■ Aim of the task: Starting at the first line of the rows below and ending at the line containing "top-left (0, 22), bottom-right (400, 225)", return every line in that span verbatim, with both ends included.

***** Given entries

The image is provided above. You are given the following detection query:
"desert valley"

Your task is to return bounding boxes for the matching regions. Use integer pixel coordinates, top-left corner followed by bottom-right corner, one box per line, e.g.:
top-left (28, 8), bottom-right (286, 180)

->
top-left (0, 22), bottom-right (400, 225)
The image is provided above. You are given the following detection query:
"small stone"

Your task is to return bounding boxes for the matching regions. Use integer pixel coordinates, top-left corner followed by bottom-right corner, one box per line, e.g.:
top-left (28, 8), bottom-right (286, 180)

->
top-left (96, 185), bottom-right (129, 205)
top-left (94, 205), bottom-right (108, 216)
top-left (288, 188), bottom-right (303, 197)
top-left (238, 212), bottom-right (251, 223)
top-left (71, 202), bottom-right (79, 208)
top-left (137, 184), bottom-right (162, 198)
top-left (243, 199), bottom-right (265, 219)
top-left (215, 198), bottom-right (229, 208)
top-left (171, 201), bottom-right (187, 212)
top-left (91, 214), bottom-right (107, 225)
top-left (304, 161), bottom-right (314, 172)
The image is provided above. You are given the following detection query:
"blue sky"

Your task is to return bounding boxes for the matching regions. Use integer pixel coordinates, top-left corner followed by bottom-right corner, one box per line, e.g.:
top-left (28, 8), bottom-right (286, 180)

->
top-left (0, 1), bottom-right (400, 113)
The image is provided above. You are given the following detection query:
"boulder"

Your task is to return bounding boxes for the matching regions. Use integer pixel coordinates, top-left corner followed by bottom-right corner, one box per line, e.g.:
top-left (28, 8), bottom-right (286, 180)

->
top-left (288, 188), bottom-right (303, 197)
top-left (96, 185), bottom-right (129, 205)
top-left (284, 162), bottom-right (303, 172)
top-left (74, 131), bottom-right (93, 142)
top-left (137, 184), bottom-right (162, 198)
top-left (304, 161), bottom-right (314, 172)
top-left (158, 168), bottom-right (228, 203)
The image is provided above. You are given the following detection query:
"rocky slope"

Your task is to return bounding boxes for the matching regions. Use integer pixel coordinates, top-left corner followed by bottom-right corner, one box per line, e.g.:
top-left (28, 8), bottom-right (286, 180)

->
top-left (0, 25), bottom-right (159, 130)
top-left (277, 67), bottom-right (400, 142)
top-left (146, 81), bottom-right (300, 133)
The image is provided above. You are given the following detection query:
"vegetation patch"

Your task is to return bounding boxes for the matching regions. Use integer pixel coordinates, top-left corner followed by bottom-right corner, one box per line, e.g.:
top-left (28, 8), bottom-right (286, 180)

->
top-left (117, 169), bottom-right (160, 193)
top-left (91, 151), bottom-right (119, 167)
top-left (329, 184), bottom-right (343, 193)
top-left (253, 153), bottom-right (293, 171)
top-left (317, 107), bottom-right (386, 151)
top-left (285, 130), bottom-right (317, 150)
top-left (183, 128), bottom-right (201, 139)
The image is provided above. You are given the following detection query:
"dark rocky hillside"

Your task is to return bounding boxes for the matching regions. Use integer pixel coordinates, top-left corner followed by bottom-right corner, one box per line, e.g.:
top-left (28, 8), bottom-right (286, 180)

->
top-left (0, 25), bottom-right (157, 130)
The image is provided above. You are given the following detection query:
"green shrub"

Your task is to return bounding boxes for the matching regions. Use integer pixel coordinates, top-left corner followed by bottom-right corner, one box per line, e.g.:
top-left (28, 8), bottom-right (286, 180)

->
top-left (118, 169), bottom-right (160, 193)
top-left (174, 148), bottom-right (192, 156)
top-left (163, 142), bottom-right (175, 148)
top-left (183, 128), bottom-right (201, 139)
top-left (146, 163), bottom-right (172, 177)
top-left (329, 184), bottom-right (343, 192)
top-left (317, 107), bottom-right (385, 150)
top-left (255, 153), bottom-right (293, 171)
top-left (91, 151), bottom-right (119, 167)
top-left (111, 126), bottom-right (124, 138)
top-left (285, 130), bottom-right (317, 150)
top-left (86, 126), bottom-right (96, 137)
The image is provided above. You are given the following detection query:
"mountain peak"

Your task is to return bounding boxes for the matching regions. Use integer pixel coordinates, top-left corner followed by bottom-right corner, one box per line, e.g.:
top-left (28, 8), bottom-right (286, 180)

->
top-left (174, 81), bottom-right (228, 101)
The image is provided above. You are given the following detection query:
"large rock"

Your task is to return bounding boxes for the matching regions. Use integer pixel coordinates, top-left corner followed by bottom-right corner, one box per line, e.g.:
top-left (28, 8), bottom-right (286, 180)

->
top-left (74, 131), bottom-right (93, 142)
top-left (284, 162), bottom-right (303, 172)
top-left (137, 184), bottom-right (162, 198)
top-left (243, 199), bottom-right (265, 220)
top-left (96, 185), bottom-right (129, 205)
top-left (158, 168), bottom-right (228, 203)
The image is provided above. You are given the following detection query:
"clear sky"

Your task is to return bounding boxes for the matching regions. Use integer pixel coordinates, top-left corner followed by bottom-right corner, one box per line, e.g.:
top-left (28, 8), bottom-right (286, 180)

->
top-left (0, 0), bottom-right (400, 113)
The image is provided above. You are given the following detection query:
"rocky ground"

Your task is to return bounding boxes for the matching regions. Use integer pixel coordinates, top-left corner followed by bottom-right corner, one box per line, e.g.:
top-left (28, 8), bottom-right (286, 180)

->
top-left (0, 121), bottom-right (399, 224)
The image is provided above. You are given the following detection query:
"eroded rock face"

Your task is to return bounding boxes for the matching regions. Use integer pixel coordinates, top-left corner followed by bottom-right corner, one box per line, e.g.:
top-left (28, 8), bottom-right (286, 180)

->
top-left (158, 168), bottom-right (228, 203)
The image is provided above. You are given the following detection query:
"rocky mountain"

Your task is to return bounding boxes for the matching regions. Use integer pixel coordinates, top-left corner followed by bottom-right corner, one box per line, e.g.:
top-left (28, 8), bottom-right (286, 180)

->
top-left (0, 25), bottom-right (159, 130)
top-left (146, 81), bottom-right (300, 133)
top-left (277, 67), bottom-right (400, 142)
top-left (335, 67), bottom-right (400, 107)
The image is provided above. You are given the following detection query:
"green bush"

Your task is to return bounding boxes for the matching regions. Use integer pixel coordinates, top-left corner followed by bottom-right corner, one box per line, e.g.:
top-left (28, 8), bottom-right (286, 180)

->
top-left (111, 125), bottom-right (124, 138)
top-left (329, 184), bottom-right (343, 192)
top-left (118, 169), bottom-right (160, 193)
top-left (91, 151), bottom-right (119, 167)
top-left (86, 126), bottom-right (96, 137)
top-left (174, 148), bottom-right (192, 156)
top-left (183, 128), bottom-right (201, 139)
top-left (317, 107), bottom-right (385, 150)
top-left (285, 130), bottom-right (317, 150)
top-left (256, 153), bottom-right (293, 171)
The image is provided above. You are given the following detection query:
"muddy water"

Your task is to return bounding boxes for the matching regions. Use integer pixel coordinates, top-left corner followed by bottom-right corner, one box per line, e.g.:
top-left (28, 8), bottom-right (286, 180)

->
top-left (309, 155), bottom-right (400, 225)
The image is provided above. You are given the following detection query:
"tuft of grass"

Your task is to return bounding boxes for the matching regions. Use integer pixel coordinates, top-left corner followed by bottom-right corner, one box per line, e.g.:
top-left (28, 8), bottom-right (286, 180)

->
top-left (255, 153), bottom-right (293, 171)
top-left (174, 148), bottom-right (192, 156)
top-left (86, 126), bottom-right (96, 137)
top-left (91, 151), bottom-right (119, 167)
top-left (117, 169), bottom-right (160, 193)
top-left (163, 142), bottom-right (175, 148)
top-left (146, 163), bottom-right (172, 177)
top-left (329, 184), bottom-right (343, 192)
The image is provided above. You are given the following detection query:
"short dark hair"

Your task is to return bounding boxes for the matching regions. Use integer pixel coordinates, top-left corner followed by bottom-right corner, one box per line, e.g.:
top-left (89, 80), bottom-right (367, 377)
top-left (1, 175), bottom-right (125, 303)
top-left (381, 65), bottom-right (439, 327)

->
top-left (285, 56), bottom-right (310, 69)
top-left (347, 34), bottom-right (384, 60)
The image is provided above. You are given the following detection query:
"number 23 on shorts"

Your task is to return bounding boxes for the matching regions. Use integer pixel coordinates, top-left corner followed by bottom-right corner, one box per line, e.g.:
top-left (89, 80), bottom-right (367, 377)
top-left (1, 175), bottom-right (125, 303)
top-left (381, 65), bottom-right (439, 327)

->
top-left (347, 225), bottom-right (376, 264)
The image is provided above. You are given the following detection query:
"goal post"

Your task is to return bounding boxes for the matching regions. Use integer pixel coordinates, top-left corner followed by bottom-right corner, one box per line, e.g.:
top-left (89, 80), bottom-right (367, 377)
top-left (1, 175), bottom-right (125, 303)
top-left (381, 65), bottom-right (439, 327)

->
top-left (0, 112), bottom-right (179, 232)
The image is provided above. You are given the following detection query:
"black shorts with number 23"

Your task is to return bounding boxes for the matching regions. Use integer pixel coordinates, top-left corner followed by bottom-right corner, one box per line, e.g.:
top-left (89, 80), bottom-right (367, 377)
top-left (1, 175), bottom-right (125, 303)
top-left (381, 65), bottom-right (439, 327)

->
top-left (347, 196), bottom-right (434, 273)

**********

■ Exercise response:
The image is provided above. You are given the following detection query:
"desert valley"

Your task is to return bounding boxes for the matching regions. Use integer pixel coordinates, top-left corner followed by bottom-right corner, one box per line, e.g.:
top-left (28, 8), bottom-right (286, 180)

->
top-left (0, 22), bottom-right (400, 225)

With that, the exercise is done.